What is expected: Quote the records that follow in full and exactly; leave out the pictures.

[Dataset records about object locations]
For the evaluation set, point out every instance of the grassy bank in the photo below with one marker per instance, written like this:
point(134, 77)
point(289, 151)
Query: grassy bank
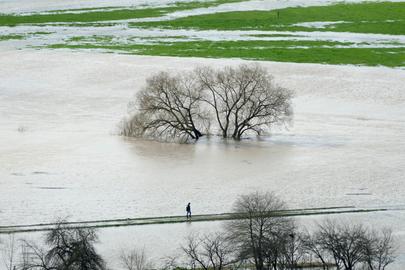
point(181, 219)
point(283, 51)
point(368, 17)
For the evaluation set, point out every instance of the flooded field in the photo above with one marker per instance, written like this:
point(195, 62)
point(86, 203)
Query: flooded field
point(60, 155)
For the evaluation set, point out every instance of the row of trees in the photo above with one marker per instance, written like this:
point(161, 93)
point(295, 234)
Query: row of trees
point(257, 238)
point(260, 238)
point(231, 101)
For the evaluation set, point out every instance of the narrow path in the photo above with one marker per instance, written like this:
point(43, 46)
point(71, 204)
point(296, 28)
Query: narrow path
point(180, 219)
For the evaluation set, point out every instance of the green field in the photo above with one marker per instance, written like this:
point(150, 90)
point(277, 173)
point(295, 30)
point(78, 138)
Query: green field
point(285, 45)
point(106, 14)
point(378, 17)
point(283, 51)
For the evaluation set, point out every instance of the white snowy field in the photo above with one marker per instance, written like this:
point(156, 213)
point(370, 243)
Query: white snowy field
point(60, 158)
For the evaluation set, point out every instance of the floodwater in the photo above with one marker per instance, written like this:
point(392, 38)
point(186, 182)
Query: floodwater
point(60, 157)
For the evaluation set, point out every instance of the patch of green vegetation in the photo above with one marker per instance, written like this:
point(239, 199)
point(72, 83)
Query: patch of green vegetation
point(105, 14)
point(282, 51)
point(40, 33)
point(94, 39)
point(11, 37)
point(272, 35)
point(365, 17)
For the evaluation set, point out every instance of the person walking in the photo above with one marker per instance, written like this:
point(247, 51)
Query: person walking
point(188, 210)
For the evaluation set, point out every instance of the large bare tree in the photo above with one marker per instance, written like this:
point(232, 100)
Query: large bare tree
point(244, 99)
point(169, 107)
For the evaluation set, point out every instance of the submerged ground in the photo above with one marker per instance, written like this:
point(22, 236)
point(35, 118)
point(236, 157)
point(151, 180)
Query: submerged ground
point(62, 97)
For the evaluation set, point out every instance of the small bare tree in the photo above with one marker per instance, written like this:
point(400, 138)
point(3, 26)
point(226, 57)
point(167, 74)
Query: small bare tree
point(135, 259)
point(169, 107)
point(345, 242)
point(256, 231)
point(312, 243)
point(379, 249)
point(211, 251)
point(245, 99)
point(8, 250)
point(65, 248)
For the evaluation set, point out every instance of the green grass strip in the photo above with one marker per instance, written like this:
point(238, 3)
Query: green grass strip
point(104, 15)
point(366, 17)
point(11, 37)
point(282, 51)
point(183, 219)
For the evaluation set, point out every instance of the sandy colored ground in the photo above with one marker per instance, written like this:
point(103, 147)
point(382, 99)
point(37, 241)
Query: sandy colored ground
point(59, 155)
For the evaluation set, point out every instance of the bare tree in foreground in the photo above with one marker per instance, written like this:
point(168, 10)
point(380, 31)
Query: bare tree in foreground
point(259, 233)
point(135, 259)
point(169, 107)
point(211, 251)
point(66, 249)
point(379, 249)
point(245, 99)
point(8, 250)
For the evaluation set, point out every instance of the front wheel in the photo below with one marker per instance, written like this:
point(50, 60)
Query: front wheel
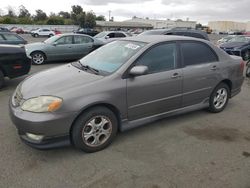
point(248, 70)
point(38, 58)
point(1, 79)
point(94, 130)
point(219, 98)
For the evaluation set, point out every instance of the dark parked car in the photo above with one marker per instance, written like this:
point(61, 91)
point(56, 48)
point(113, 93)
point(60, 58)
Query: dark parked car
point(178, 31)
point(62, 47)
point(11, 38)
point(3, 29)
point(87, 31)
point(13, 62)
point(123, 84)
point(239, 45)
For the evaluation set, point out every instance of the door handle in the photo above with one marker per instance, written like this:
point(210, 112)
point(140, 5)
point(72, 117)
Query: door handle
point(214, 67)
point(175, 75)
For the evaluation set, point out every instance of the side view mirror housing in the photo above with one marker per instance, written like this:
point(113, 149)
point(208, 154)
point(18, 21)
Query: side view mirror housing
point(138, 70)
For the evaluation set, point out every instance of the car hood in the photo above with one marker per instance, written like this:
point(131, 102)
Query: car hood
point(56, 81)
point(34, 45)
point(233, 44)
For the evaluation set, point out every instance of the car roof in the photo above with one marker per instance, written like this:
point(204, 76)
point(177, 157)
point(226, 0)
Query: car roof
point(7, 33)
point(161, 38)
point(75, 34)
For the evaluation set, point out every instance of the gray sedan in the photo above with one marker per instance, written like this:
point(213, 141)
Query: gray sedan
point(62, 47)
point(122, 85)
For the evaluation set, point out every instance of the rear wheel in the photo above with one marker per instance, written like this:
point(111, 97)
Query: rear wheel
point(1, 79)
point(248, 69)
point(94, 130)
point(38, 58)
point(219, 98)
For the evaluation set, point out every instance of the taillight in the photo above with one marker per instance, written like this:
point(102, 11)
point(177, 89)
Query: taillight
point(242, 66)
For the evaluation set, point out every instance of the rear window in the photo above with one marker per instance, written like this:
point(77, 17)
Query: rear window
point(195, 53)
point(10, 37)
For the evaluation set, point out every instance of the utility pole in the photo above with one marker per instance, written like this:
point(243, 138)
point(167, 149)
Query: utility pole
point(109, 14)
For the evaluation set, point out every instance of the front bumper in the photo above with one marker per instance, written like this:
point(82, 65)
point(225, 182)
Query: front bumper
point(54, 127)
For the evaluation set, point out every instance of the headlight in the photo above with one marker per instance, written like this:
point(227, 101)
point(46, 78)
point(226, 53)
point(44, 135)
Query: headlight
point(42, 104)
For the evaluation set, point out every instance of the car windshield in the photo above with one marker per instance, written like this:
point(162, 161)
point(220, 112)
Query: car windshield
point(152, 32)
point(240, 39)
point(101, 35)
point(51, 39)
point(112, 56)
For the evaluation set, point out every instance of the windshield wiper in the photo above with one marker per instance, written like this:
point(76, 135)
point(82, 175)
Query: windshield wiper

Expected output:
For the evaluation set, point out every instance of the grassy bank in the photo below with one marker per instance, written like this:
point(134, 77)
point(289, 151)
Query: grassy bank
point(181, 219)
point(283, 51)
point(368, 17)
For the evaluation set, point out every instance of the flooded field in the photo above with one marker per instance, written like this:
point(195, 62)
point(86, 203)
Query: flooded field
point(60, 155)
For the evaluation set, point out every instance of the row of trees in the photo above with one marker per instance, written like this:
point(161, 93)
point(295, 234)
Query: row of trees
point(257, 238)
point(260, 238)
point(231, 101)
For the evaluation set, point out every instance of the narrow path in the photo above with one marker per instance, written like this:
point(43, 46)
point(71, 204)
point(296, 28)
Query: narrow path
point(180, 219)
For the evaluation set, point out every instance of the green field in the photo above with one marker per instance, written like this:
point(150, 90)
point(277, 173)
point(295, 30)
point(78, 138)
Query: green field
point(285, 45)
point(106, 14)
point(378, 17)
point(283, 51)
For the evaluation set, point out every instance of the white snowy field in the photo above with one marker per instance, written like this:
point(156, 213)
point(370, 243)
Query: white snowy field
point(60, 158)
For the evaluation set, point out every instance of the floodwater in the photo above with one marker per instance, written like this:
point(392, 38)
point(186, 182)
Query: floodwater
point(60, 157)
For the evaluation set, point out every instance of the patch of green vegetation in the photo above with one marker per instance, written like this:
point(239, 199)
point(72, 83)
Query: patch of green vegetation
point(105, 14)
point(282, 51)
point(40, 33)
point(94, 39)
point(11, 37)
point(272, 35)
point(365, 17)
For the evaluation set, point out every instance of the person walking in the photo above with one marker per instance, written like this:
point(247, 51)
Query: person walking
point(188, 210)
For the evaluation set, point out every instance of the large bare tree in the photo above with one marker per instance, written like this:
point(232, 100)
Query: large bare tree
point(244, 99)
point(169, 107)
For the evaluation set, point out every instance of the submerged ground in the photo above with one marker per instance, written like this:
point(22, 236)
point(35, 118)
point(236, 157)
point(151, 180)
Query: submerged ground
point(62, 97)
For the evaluation set, point out every instance of the small bare tree in the photo above with one marker per instance, written like this:
point(400, 138)
point(3, 26)
point(226, 57)
point(167, 74)
Query: small bare tree
point(135, 259)
point(169, 107)
point(345, 242)
point(256, 231)
point(312, 243)
point(379, 249)
point(211, 251)
point(245, 99)
point(8, 250)
point(65, 248)
For the evaluation set, point out every instance of the green grass strip in the photo above with one marker per instance, written like this:
point(238, 3)
Query: green grass strip
point(104, 15)
point(366, 17)
point(11, 37)
point(282, 51)
point(183, 219)
For the evaluation set, point out every instance of the sandy colored ground in the photo above with one marker per instance, written like this:
point(103, 147)
point(382, 99)
point(37, 241)
Query: sandy colored ground
point(59, 155)
For the evaluation set, point out every instance of the bare tree in foreground in the photo above with one marker per instance, written like this:
point(168, 10)
point(380, 31)
Query: bare tree in foreground
point(259, 233)
point(135, 259)
point(169, 107)
point(211, 251)
point(66, 249)
point(379, 249)
point(245, 99)
point(8, 250)
For the evaluation set, point out every instance of the front wheel in the photo below with one marker per instance, written like this:
point(50, 60)
Query: front wheel
point(248, 70)
point(38, 58)
point(1, 79)
point(94, 130)
point(219, 98)
For the evaluation set, point out every instance of the dark parked car in the photo above with one marker per instance, written like this:
point(61, 91)
point(56, 48)
point(113, 93)
point(60, 58)
Query: dark parked car
point(178, 31)
point(62, 47)
point(11, 38)
point(3, 29)
point(87, 31)
point(13, 62)
point(123, 84)
point(239, 45)
For the evaluation set, point out every instance of the door handle in the photo above with one marker per instance, written like this:
point(210, 112)
point(140, 5)
point(72, 117)
Query: door handle
point(214, 67)
point(175, 75)
For the evaluation set, point out every instance of the side view mirror housing in the photo above with one marker per instance, written like this:
point(113, 149)
point(208, 154)
point(18, 21)
Query: side view mirror housing
point(138, 70)
For the evaluation set, point out every instance of the car hood in the photo above with one marker per instance, written like this:
point(131, 102)
Query: car hood
point(56, 81)
point(34, 45)
point(233, 44)
For the evaluation set, point out every instance of the car roof in the photo above with one marker per instance, written like this:
point(204, 76)
point(177, 157)
point(226, 0)
Query: car roof
point(7, 33)
point(161, 38)
point(75, 34)
For the evaluation set, point out every instance of the gray sedan in the photo above with one marker per instance, written like this:
point(213, 141)
Query: gray sedan
point(62, 47)
point(122, 85)
For the evaluation set, point out every instance of the rear wheel in the photo above with one marker per instance, written like this:
point(111, 97)
Query: rear wheel
point(1, 79)
point(248, 69)
point(94, 130)
point(38, 58)
point(219, 98)
For the evaluation set, point out every instance of the taillight in the photo above with one marker per instance, written like this:
point(102, 11)
point(177, 89)
Query: taillight
point(242, 66)
For the evaluation set, point out every instance of the rear window in the photo above with one marker per instance, written like this:
point(77, 17)
Query: rear window
point(195, 53)
point(10, 37)
For the evaluation set, point out every instance of the utility pole in the photo above with one marker per instance, written like this:
point(243, 138)
point(167, 149)
Query: utility pole
point(109, 14)
For the evaluation set, point out every instance of the front bumper in the photo above with one marker per instance, written like this:
point(82, 65)
point(225, 182)
Query: front bumper
point(54, 127)
For the evaluation set, point out every instance of the headlight in the photo above with one marker per instance, written like this:
point(227, 101)
point(46, 78)
point(226, 53)
point(44, 135)
Query: headlight
point(42, 104)
For the evaluation set, point out every instance of the car windshield in the photo above with one marker per instance, written like this:
point(162, 161)
point(220, 112)
Query: car windshield
point(152, 32)
point(240, 39)
point(101, 35)
point(51, 39)
point(112, 56)
For the evaluation set, point out every instance of the windshield wiper in the photo above with one marker per instance, written like this:
point(76, 135)
point(82, 175)
Query: windshield wiper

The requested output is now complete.